Brief: Find the lines in the listing below that include the word "coords", and report how many there are, with nothing more.

══ Dataset extract

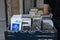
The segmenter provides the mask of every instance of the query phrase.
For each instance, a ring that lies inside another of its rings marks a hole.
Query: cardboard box
[[[37,14],[37,12],[38,12],[38,9],[33,8],[33,9],[30,9],[29,14],[35,15],[35,14]]]
[[[37,12],[38,9],[30,9],[30,11]]]
[[[13,15],[11,18],[11,30],[20,31],[21,24],[22,24],[21,15]]]
[[[43,10],[39,10],[37,14],[43,14]]]
[[[22,18],[22,26],[30,26],[31,27],[31,18]]]
[[[29,11],[29,14],[31,14],[31,15],[35,15],[35,14],[37,14],[37,12]]]
[[[30,30],[31,18],[22,18],[22,30]]]

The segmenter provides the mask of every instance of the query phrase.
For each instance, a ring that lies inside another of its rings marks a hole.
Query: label
[[[17,31],[17,30],[19,30],[19,24],[13,23],[12,24],[12,31]]]

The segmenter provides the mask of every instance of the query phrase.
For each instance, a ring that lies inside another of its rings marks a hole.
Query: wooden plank
[[[12,14],[19,14],[19,0],[11,0]]]
[[[12,13],[11,13],[11,0],[7,0],[7,18],[8,18],[8,25],[10,23],[10,18],[12,16]]]
[[[19,13],[23,14],[23,0],[19,0]]]

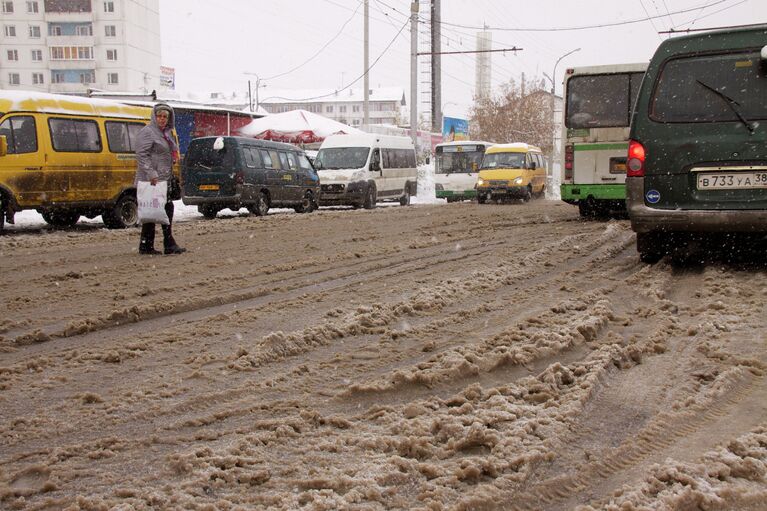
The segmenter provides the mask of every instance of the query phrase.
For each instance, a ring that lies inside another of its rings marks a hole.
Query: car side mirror
[[[0,135],[0,156],[5,156],[6,154],[8,154],[8,139],[5,138],[5,135]]]
[[[535,162],[534,161],[530,162],[530,170],[535,170],[535,168],[536,168]]]
[[[370,162],[370,170],[373,172],[379,172],[381,170],[381,164],[377,161]]]
[[[479,165],[477,165],[477,162],[475,162],[475,161],[471,162],[471,171],[472,172],[476,172],[478,168],[479,168]]]

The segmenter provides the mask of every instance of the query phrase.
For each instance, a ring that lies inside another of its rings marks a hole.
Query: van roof
[[[147,120],[150,118],[152,109],[143,106],[124,105],[106,99],[45,92],[0,90],[0,112],[42,112]]]
[[[476,144],[482,144],[486,146],[495,145],[492,142],[486,142],[484,140],[454,140],[452,142],[440,142],[435,147],[446,147],[446,146],[454,146],[454,145],[476,145]]]
[[[210,136],[210,137],[197,137],[192,139],[192,144],[194,143],[200,143],[198,141],[205,141],[205,140],[216,140],[217,138],[223,138],[224,142],[227,140],[230,142],[234,142],[237,145],[249,145],[249,146],[256,146],[256,147],[264,147],[267,149],[290,149],[293,151],[303,151],[298,146],[295,146],[293,144],[286,144],[284,142],[273,142],[271,140],[263,140],[260,138],[251,138],[251,137],[232,137],[232,136]]]
[[[377,133],[330,135],[322,142],[320,149],[325,147],[371,147],[374,145],[413,149],[413,141],[409,137],[378,135]]]
[[[487,153],[540,153],[541,149],[537,146],[526,144],[524,142],[514,142],[511,144],[495,144],[487,148]]]

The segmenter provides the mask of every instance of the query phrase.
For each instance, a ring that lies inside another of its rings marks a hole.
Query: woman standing
[[[173,164],[178,160],[178,146],[173,140],[172,130],[175,126],[173,109],[170,105],[158,103],[152,110],[152,119],[139,131],[136,137],[136,184],[139,181],[149,181],[152,186],[158,181],[168,182],[168,200],[165,212],[168,214],[168,225],[162,226],[163,245],[166,254],[181,254],[186,252],[173,239],[173,200],[170,194],[170,182],[173,178]],[[141,241],[139,254],[159,254],[154,248],[154,224],[141,226]]]

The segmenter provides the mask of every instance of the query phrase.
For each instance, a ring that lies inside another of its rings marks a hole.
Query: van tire
[[[399,198],[400,206],[410,206],[410,183],[405,184],[405,189],[402,190],[402,196]]]
[[[532,185],[527,185],[525,194],[522,196],[522,202],[530,202],[530,199],[532,198],[533,198],[533,187]]]
[[[3,192],[0,192],[0,232],[3,232],[3,229],[5,229],[5,210],[8,207],[5,200],[5,195]]]
[[[213,220],[218,215],[219,209],[211,204],[200,204],[197,206],[197,211],[208,220]]]
[[[304,198],[301,199],[301,204],[294,208],[296,213],[311,213],[316,209],[316,203],[314,200],[314,194],[307,190],[304,193]]]
[[[269,212],[269,197],[265,192],[258,192],[256,201],[248,206],[248,211],[256,216],[266,216]]]
[[[365,193],[365,200],[362,202],[362,207],[365,209],[373,209],[376,207],[377,193],[375,185],[368,185],[367,193]]]
[[[80,213],[66,209],[43,211],[41,215],[45,223],[56,228],[72,227],[80,220]]]
[[[637,233],[637,252],[639,260],[647,264],[655,264],[666,255],[665,236],[657,232]]]
[[[101,214],[107,229],[125,229],[138,224],[138,202],[136,197],[125,194],[117,199],[114,206]]]
[[[487,202],[487,198],[482,194],[477,194],[477,204],[484,204]]]

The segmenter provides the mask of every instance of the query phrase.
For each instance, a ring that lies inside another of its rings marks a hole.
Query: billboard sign
[[[173,67],[160,66],[160,86],[165,89],[176,88],[176,69]]]
[[[453,142],[455,140],[469,139],[469,121],[456,117],[442,118],[442,141]]]

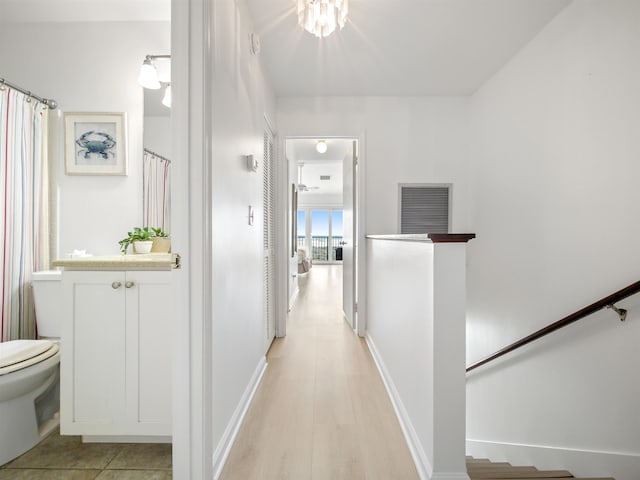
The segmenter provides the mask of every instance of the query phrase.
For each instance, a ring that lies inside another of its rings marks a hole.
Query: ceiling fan
[[[302,167],[304,167],[304,162],[298,163],[298,191],[308,192],[309,190],[318,190],[320,187],[308,187],[302,183]]]

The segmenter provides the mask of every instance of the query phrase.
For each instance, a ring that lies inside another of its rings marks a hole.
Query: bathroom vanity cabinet
[[[65,267],[62,434],[171,440],[170,275]]]

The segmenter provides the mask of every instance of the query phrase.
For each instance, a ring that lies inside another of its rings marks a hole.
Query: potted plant
[[[171,251],[171,239],[169,234],[161,228],[151,227],[155,236],[153,237],[153,246],[151,253],[169,253]]]
[[[151,227],[134,227],[133,231],[127,232],[127,236],[118,242],[120,251],[126,255],[127,248],[133,244],[135,253],[149,253],[155,236],[156,232]]]

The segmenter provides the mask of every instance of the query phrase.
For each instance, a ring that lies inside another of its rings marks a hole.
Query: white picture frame
[[[65,112],[65,173],[127,175],[126,113]]]

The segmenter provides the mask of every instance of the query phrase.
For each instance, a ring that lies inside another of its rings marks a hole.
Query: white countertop
[[[367,238],[371,240],[401,240],[404,242],[426,242],[431,243],[431,239],[427,236],[426,233],[396,233],[389,235],[367,235]]]
[[[63,258],[53,261],[54,267],[65,270],[171,270],[179,268],[180,255],[147,253]]]

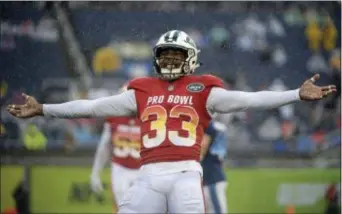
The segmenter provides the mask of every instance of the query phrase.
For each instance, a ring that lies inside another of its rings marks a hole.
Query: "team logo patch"
[[[190,92],[201,92],[204,90],[204,85],[202,83],[191,83],[186,89]]]

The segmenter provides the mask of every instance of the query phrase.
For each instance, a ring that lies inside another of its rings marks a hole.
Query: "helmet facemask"
[[[179,77],[192,74],[189,63],[194,57],[194,50],[184,50],[183,48],[162,46],[154,49],[154,67],[160,78],[165,80],[175,80]]]
[[[171,30],[158,40],[154,51],[154,68],[161,79],[172,81],[192,74],[200,64],[195,42],[183,31]]]

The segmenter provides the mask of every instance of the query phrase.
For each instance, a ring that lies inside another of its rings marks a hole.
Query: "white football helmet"
[[[184,51],[186,59],[177,68],[161,68],[159,56],[162,50],[175,49]],[[153,48],[154,68],[157,74],[166,80],[174,80],[184,75],[192,74],[200,66],[197,62],[198,53],[195,42],[183,31],[171,30],[164,33]]]

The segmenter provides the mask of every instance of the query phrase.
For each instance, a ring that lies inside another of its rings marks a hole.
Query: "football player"
[[[300,100],[320,100],[336,91],[314,84],[319,75],[295,90],[228,91],[212,75],[191,75],[199,67],[194,41],[183,31],[163,34],[154,51],[158,77],[130,81],[128,90],[95,100],[40,104],[26,94],[23,105],[9,105],[19,118],[137,115],[141,122],[139,177],[125,193],[119,213],[204,213],[201,141],[212,115],[270,109]]]
[[[122,88],[125,90],[125,86]],[[101,171],[112,156],[111,189],[114,195],[114,208],[137,178],[140,167],[140,126],[137,117],[111,117],[106,119],[95,154],[91,188],[94,192],[103,191]]]
[[[223,160],[227,153],[227,127],[212,121],[202,139],[201,164],[206,213],[227,213],[227,182]]]

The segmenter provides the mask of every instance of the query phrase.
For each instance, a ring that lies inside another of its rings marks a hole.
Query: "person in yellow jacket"
[[[29,124],[24,131],[24,145],[28,150],[39,150],[46,147],[47,139],[34,124]]]
[[[310,20],[305,29],[305,35],[311,50],[318,53],[321,48],[322,31],[316,20]]]
[[[326,51],[331,51],[336,47],[337,30],[334,22],[330,17],[327,17],[323,26],[323,48]]]
[[[119,55],[111,47],[99,48],[93,57],[93,71],[96,74],[102,72],[115,72],[121,67]]]

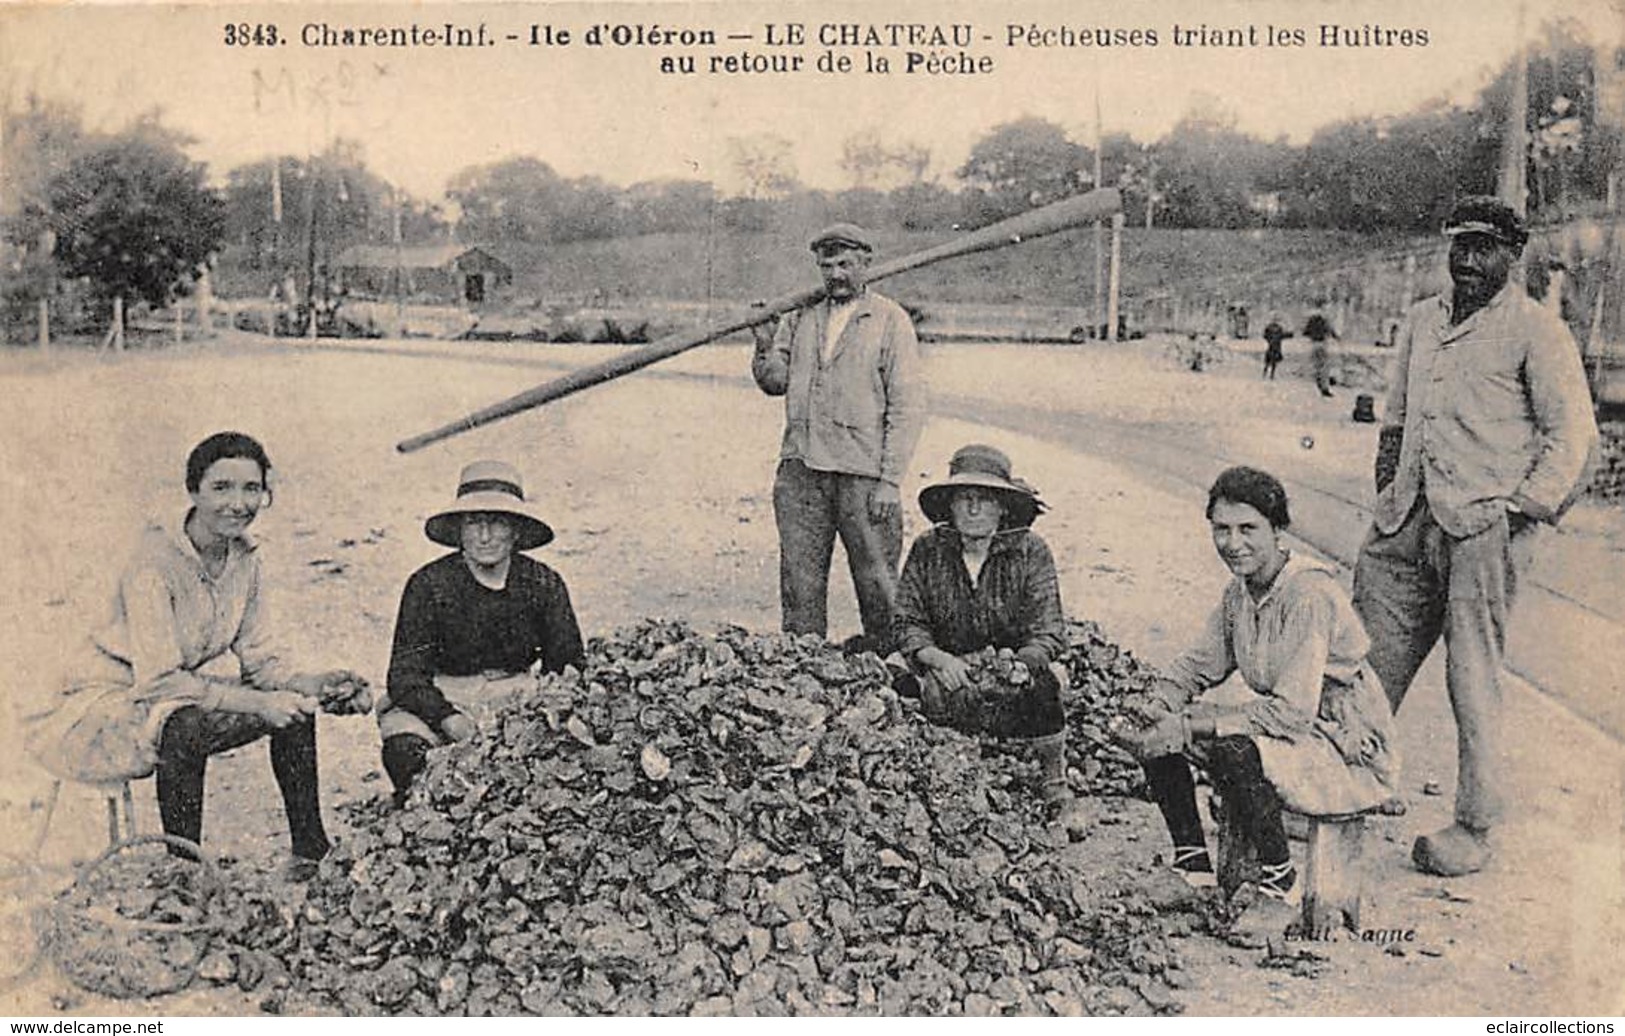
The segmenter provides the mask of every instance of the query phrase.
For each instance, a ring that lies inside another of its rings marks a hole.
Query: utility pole
[[[1145,229],[1151,229],[1151,214],[1157,207],[1157,159],[1152,156],[1145,173]]]
[[[1529,45],[1524,40],[1524,6],[1518,5],[1518,50],[1512,59],[1512,96],[1507,104],[1506,137],[1501,142],[1501,171],[1497,193],[1526,218],[1529,213]],[[1528,285],[1520,256],[1509,277],[1519,287]]]
[[[1119,340],[1117,334],[1117,313],[1118,296],[1122,288],[1124,222],[1125,220],[1121,212],[1115,212],[1112,214],[1111,291],[1107,295],[1106,302],[1105,338],[1108,342],[1115,342]]]
[[[401,254],[401,195],[393,184],[389,188],[390,201],[395,205],[395,327],[396,334],[406,335],[406,295],[402,283],[402,268],[406,265]]]
[[[1095,67],[1096,67],[1096,72],[1095,72],[1095,182],[1094,182],[1094,188],[1096,190],[1099,190],[1100,187],[1101,187],[1101,182],[1100,181],[1101,181],[1101,178],[1102,178],[1101,161],[1100,161],[1100,141],[1101,141],[1101,138],[1104,136],[1104,134],[1101,132],[1101,127],[1100,127],[1100,72],[1098,71],[1100,66],[1097,64]],[[1106,264],[1106,238],[1105,238],[1105,232],[1106,232],[1105,224],[1102,223],[1098,219],[1095,220],[1095,308],[1094,308],[1093,312],[1091,313],[1091,319],[1094,321],[1095,327],[1100,329],[1099,334],[1100,334],[1100,337],[1102,337],[1102,338],[1106,337],[1106,330],[1105,330],[1104,323],[1103,323],[1103,317],[1105,316],[1105,311],[1106,311],[1106,306],[1105,306],[1106,278],[1104,276],[1104,273],[1105,273],[1104,268],[1105,268],[1105,264]]]
[[[316,186],[315,163],[305,170],[305,337],[316,337]]]
[[[271,269],[282,259],[282,156],[271,159]],[[277,270],[280,273],[280,270]]]
[[[51,296],[56,292],[56,233],[50,227],[40,231],[37,247],[40,257],[39,347],[45,352],[51,348]]]
[[[282,297],[287,280],[282,269],[282,156],[271,159],[271,337],[276,337],[281,306],[292,302]]]

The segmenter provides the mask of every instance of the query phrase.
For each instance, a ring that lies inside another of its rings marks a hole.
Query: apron
[[[492,671],[473,676],[437,675],[435,688],[446,696],[446,701],[476,725],[481,724],[499,705],[513,700],[522,691],[536,687],[536,677],[529,673]],[[431,745],[450,744],[422,718],[401,708],[390,700],[389,692],[378,698],[378,733],[384,740],[399,734],[421,737]]]

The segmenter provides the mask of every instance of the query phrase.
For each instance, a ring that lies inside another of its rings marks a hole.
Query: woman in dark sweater
[[[474,733],[470,712],[518,680],[582,658],[564,580],[526,557],[553,530],[525,500],[519,473],[500,461],[463,469],[457,499],[424,523],[458,548],[406,581],[395,620],[387,693],[378,704],[384,769],[404,798],[430,748]]]

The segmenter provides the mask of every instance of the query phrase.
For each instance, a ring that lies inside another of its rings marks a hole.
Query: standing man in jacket
[[[1411,857],[1454,876],[1488,863],[1505,808],[1501,668],[1518,578],[1574,494],[1597,425],[1574,339],[1508,283],[1523,220],[1468,197],[1445,233],[1454,289],[1417,303],[1399,332],[1354,607],[1395,711],[1444,637],[1455,823],[1418,838]]]
[[[919,342],[903,308],[865,286],[874,242],[837,223],[812,239],[822,302],[757,332],[751,374],[785,397],[773,483],[779,604],[789,633],[828,633],[835,537],[863,619],[861,646],[891,650],[903,550],[898,487],[925,423]]]

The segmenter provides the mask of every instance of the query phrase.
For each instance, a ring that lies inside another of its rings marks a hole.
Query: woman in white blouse
[[[1195,762],[1238,810],[1258,850],[1260,890],[1286,898],[1297,873],[1283,807],[1322,816],[1392,799],[1392,717],[1348,594],[1329,567],[1282,543],[1291,518],[1281,483],[1231,468],[1208,493],[1207,518],[1235,579],[1202,636],[1132,706],[1147,726],[1123,737],[1173,836],[1177,870],[1194,884],[1212,881]],[[1233,707],[1194,701],[1238,671],[1257,697]]]
[[[119,577],[111,613],[70,663],[51,700],[23,717],[33,755],[70,780],[156,770],[164,833],[203,837],[208,758],[270,736],[271,768],[293,842],[292,877],[326,854],[316,784],[318,708],[366,712],[366,681],[348,670],[298,673],[266,622],[247,529],[271,499],[271,461],[240,432],[199,443],[186,462],[192,507],[154,524]],[[227,652],[240,678],[203,668]]]

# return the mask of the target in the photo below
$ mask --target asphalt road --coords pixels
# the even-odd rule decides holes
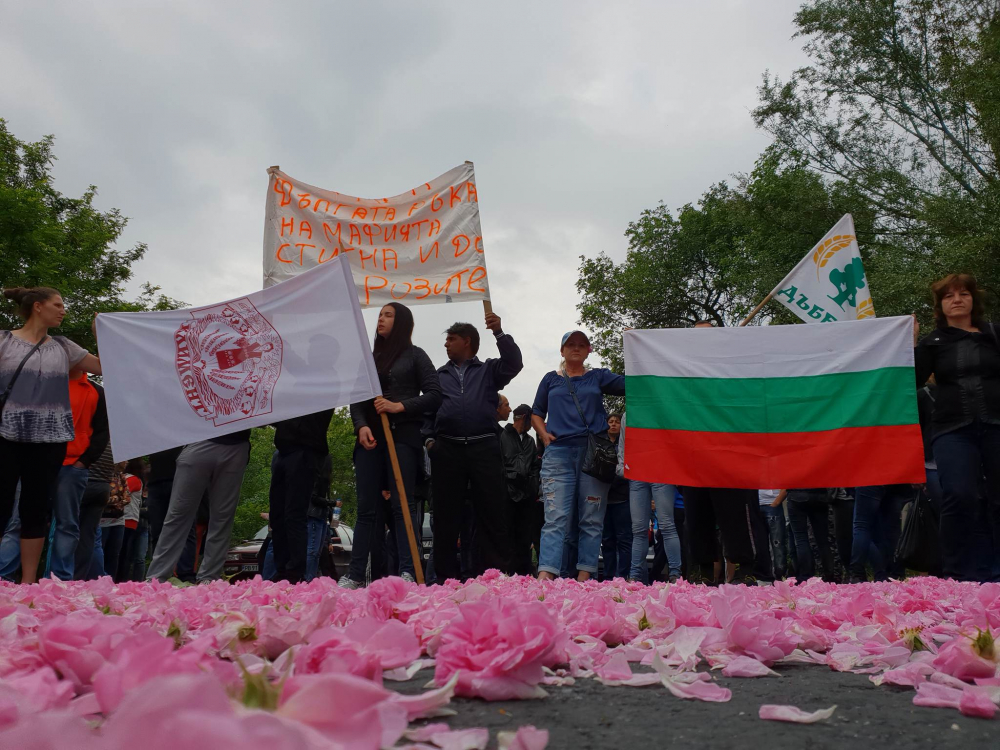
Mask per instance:
[[[633,665],[633,671],[640,669]],[[775,670],[780,679],[718,676],[718,683],[733,692],[728,703],[681,700],[659,685],[604,687],[585,679],[572,687],[547,687],[549,697],[541,700],[487,703],[457,698],[452,707],[458,715],[436,721],[447,721],[453,729],[487,727],[490,747],[495,747],[498,731],[534,724],[549,730],[552,750],[1000,750],[1000,718],[973,719],[951,709],[914,706],[913,690],[876,687],[866,675],[798,664]],[[431,670],[424,670],[410,682],[387,682],[386,687],[420,692],[432,677]],[[787,724],[761,720],[757,711],[765,703],[805,711],[836,704],[837,711],[816,724]]]

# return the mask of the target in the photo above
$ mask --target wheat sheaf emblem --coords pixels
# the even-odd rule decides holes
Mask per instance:
[[[813,263],[816,264],[816,278],[819,279],[819,269],[826,268],[838,250],[843,250],[855,240],[853,234],[837,234],[819,243],[819,247],[813,250]]]
[[[858,303],[858,320],[863,318],[874,318],[875,317],[875,305],[872,304],[871,298],[863,299]]]

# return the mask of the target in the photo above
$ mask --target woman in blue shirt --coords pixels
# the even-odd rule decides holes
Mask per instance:
[[[587,454],[587,435],[608,431],[604,395],[624,396],[625,378],[604,368],[587,369],[584,362],[590,351],[590,340],[583,331],[565,334],[560,348],[563,364],[542,378],[531,409],[531,424],[545,445],[540,580],[551,580],[574,568],[581,581],[597,573],[610,485],[581,469]],[[582,417],[570,385],[580,402]]]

════

Response below: 3